ПРОВЕРКА ПОНИМАНИЯ
1 - Перескажите короче, в виде списка, абзац отрывка о поэте, который начинается словами «Только поэтическое творчество было в нем цельно». Главные факты сохраните.
2 - Выведите без изменений фрагмент отрывка о поэте от «Молчи, скрывайся и» до «сердцу высказать себя?».
3 - Продолжите отрывок о поэте после последней приведенной строки.

ПОКАЗАННЫЙ ТЕКСТ

Только поэтическое творчество было в нем цельно: мы это увидим при подробной характеристике его как поэта. Но оно, вследствие именно этой сложности его духовной природы, не могло быть в нем продолжительно и, вслед за мгновением творческого наслаждения, он уже стоял выше своих произведений, он уже не мог довольствоваться этими неполными и потому не совсем верными, по его сознанию, отголосками его дум и ощущений; не мог признавать их за делание достаточно важное и ценное, достойно отвечающее требованиям его ума и таланта. А что требования эти бывали велики, тревожили иногда его собственную душу с настойчивостью и властью, что пламень таланта порой жег его самого и стремился вырваться на волю; что эти высокие призывы, остававшиеся неудовлетворенными, наводили на него припадки меланхолии и уныния, особенно в тридцатых годах его жизни, во время пребывания за границей, где впервые, вдали от отечества, зашевелились и заговорили в нем все силы его дарований, где не мог он порой не тяготиться своим одиночеством, – обо всем этом мы узнаем отчасти из сохранившихся писем его первой жены. Именно ради рассеяния и отпросился он в плавание, с дипломатическими депешами, к Ионическим островам. Об этом свидетельствуют также написанные около того же времени следующие два стихотворения, представлявшие, кроме своего высокого достоинства, психологический и биографический интерес. Первое из них то самое «Silentium», которое напечатанное в 1835 году в «Молве», не обратило на себя никакого внимания и в котором так хорошо выражена вся эта немощь поэта – передать точными словами, логической формулой речи внутреннюю жизнь души в ее полноте и правде:

Молчи, скрывайся и таи

И чувства, и мечты свои!

Пускай в душевной глубине

И всходят и зайдут оне,

Как звезды ясные в ночи:

Любуйся ими и молчи.

Как сердцу высказать себя?

(Сохранённые записи набора данных)
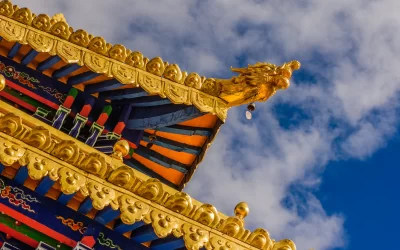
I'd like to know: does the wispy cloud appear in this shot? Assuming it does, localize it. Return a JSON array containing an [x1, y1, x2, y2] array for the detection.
[[14, 0, 400, 250]]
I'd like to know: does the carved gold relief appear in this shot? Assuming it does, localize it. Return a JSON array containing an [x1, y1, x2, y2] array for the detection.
[[0, 141, 25, 166], [182, 223, 210, 250], [19, 152, 57, 180], [83, 53, 110, 74], [32, 14, 51, 32], [26, 30, 54, 52], [206, 236, 240, 250], [125, 51, 149, 69], [88, 37, 112, 56], [58, 167, 86, 194], [111, 63, 136, 84], [193, 204, 220, 227], [138, 72, 165, 97], [23, 126, 53, 152], [12, 8, 35, 25], [192, 91, 215, 113], [108, 44, 131, 62], [51, 141, 79, 164], [118, 195, 150, 225], [0, 0, 17, 17], [137, 178, 164, 201], [79, 152, 107, 178], [272, 239, 296, 250], [81, 181, 115, 210], [0, 20, 26, 43], [164, 82, 190, 104], [50, 21, 73, 40], [143, 210, 182, 238], [56, 42, 81, 63], [146, 57, 168, 76], [185, 72, 205, 89], [164, 192, 193, 215], [69, 29, 93, 48], [108, 166, 135, 190]]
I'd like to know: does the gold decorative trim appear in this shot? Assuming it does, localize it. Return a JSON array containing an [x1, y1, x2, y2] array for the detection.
[[0, 101, 295, 250], [0, 0, 300, 121]]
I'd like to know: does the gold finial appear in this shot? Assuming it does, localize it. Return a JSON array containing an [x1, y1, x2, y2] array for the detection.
[[112, 140, 130, 160], [0, 75, 6, 91], [52, 13, 67, 23], [235, 201, 249, 220]]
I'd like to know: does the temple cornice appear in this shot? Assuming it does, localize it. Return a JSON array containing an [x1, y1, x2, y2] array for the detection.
[[0, 98, 295, 250]]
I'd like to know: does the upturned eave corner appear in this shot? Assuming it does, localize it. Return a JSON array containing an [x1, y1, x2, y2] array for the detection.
[[0, 101, 296, 250], [0, 0, 300, 121]]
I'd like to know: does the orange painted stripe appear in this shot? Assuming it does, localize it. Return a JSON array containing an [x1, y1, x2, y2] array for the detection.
[[0, 224, 39, 248], [0, 204, 77, 247]]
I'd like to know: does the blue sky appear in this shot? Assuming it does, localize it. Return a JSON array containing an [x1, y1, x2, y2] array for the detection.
[[14, 0, 400, 250]]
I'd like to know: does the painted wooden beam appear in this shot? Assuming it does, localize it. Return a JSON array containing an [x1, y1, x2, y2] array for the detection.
[[114, 219, 144, 234], [150, 235, 185, 250], [14, 166, 28, 185], [142, 132, 201, 155], [21, 49, 39, 65], [85, 79, 124, 94], [35, 176, 54, 196], [131, 225, 158, 243], [36, 56, 61, 72], [7, 42, 22, 59], [67, 71, 100, 85], [135, 146, 189, 174], [124, 158, 177, 189], [127, 104, 204, 130], [99, 88, 148, 101], [95, 206, 120, 225], [157, 125, 212, 136], [113, 96, 171, 107], [51, 63, 81, 79]]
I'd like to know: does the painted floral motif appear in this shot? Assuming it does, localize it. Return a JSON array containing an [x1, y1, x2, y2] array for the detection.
[[0, 61, 39, 89], [56, 216, 87, 234], [97, 233, 122, 250], [0, 179, 39, 213]]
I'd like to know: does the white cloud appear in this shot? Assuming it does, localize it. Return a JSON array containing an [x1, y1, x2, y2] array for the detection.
[[10, 0, 400, 250]]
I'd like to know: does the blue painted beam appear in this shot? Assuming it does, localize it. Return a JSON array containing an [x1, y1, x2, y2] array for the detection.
[[113, 95, 171, 107], [78, 197, 93, 214], [35, 176, 54, 196], [67, 71, 100, 85], [131, 225, 158, 243], [51, 63, 81, 79], [7, 42, 22, 59], [124, 158, 177, 189], [114, 219, 144, 234], [36, 56, 61, 72], [142, 132, 201, 155], [135, 146, 188, 174], [57, 193, 75, 205], [14, 166, 28, 185], [99, 88, 148, 101], [157, 125, 212, 136], [150, 235, 185, 250], [126, 104, 204, 130], [95, 206, 120, 225], [85, 79, 124, 94], [21, 49, 39, 65]]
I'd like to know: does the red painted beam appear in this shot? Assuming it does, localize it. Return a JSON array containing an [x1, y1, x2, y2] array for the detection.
[[0, 204, 77, 247]]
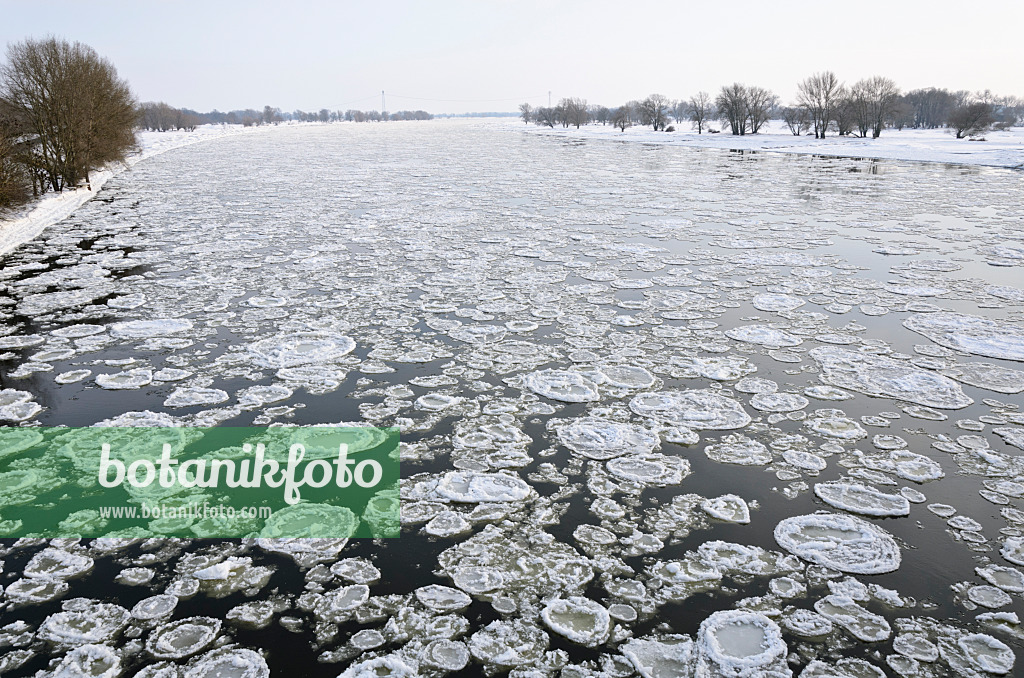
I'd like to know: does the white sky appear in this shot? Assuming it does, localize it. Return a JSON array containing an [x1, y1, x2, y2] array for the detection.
[[0, 0, 1024, 113]]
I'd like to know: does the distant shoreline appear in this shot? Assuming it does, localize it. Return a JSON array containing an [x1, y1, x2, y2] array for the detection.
[[519, 120, 1024, 170]]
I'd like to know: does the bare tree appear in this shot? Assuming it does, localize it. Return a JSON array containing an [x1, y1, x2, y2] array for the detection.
[[686, 92, 715, 134], [534, 107, 558, 127], [746, 87, 778, 134], [850, 76, 899, 139], [558, 98, 590, 129], [715, 82, 746, 135], [831, 95, 856, 136], [0, 117, 30, 209], [797, 71, 844, 139], [780, 105, 812, 136], [640, 94, 671, 132], [0, 38, 138, 190], [946, 101, 995, 139], [519, 103, 534, 125], [611, 105, 632, 132]]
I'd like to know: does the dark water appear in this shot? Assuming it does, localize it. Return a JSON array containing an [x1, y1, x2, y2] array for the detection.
[[0, 123, 1024, 676]]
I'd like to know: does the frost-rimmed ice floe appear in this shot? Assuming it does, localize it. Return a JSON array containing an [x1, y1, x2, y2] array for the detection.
[[111, 317, 193, 339], [541, 596, 611, 647], [903, 311, 1024, 361], [249, 332, 355, 369], [774, 513, 901, 575], [814, 481, 910, 516], [705, 433, 772, 466], [810, 346, 974, 410], [939, 363, 1024, 393], [523, 370, 601, 402], [630, 390, 751, 430], [145, 617, 220, 660], [557, 417, 660, 461], [436, 471, 532, 504], [725, 325, 804, 347], [700, 495, 751, 524], [696, 609, 792, 676]]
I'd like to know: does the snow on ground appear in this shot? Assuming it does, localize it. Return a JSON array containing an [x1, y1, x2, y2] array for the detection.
[[519, 120, 1024, 169], [0, 125, 256, 256]]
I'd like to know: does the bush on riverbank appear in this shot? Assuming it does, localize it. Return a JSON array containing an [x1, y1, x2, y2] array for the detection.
[[0, 38, 137, 204]]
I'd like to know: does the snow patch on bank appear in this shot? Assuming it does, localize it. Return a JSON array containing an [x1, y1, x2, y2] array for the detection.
[[0, 125, 258, 256]]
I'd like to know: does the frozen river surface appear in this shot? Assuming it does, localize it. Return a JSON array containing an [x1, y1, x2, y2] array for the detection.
[[0, 122, 1024, 678]]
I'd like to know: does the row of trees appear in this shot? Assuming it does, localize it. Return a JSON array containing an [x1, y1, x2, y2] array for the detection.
[[519, 71, 1024, 138], [0, 38, 138, 207], [139, 102, 433, 132]]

ОТВЕТЫ ПО ЗАДАНИЯМ
1 -
- Цельным в нем было только поэтическое творчество. Из-за сложности его духовной природы оно не могло длиться долго.
- После мгновения творческого наслаждения он уже стоял выше своих произведений. Он считал их неполными и не совсем верными отголосками своих дум и ощущений, а не делом, достойно отвечающим требованиям его ума и таланта.
- Высокие требования, оставшиеся неудовлетворенными, вызывали у него припадки меланхолии и уныния. Особенно это проявлялось в тридцатых годах его жизни, во время пребывания за границей. Там впервые заговорили все силы его дарований, и он порой тяготился одиночеством. Об этом отчасти известно из сохранившихся писем его первой жены.
- Ради рассеяния он отпросился в плавание с дипломатическими депешами к Ионическим островам.
- Об этом свидетельствуют и два стихотворения того же времени. Первое из них, «Silentium», было напечатано в 1835 году в «Молве» и не привлекло внимания. В нем выражена немощь поэта передать точными словами внутреннюю жизнь души в ее полноте и правде.

2 -
Молчи, скрывайся и таи

И чувства, и мечты свои!

Пускай в душевной глубине

И всходят и зайдут оне,

Как звезды ясные в ночи:

Любуйся ими и молчи.

Как сердцу высказать себя?

3 -
Другому как понять тебя?

Поймет ли он, чем ты живешь?

Мысль изреченная есть ложь;

Взрывая – возмутишь ключи:

Питайся ими и молчи.

Лишь жить в самом себе умей!

Есть целый мир в душе твоей

Таинственно-волшебных дум:

Их заглушит наружный шум,

Дневные ослепят лучи, —

Внимай их пенью – и молчи.

В другом превосходном стихотворении эта тоска доходит уже до своего высшего выражения:

Как над горячею золой

Дымится свиток и сгорает,

И огнь сокрытый и глухой

Слова и строки пожирает, —

Так грустно тлится жизнь моя

И с каждым днем уходит дымом;

Так постепенно гасну я

В однообразье нестерпимом.

О Небо! если бы хоть раз

Сей пламень развился по воле,

И не томясь, не мучась доле,

Я просиял бы – и погас!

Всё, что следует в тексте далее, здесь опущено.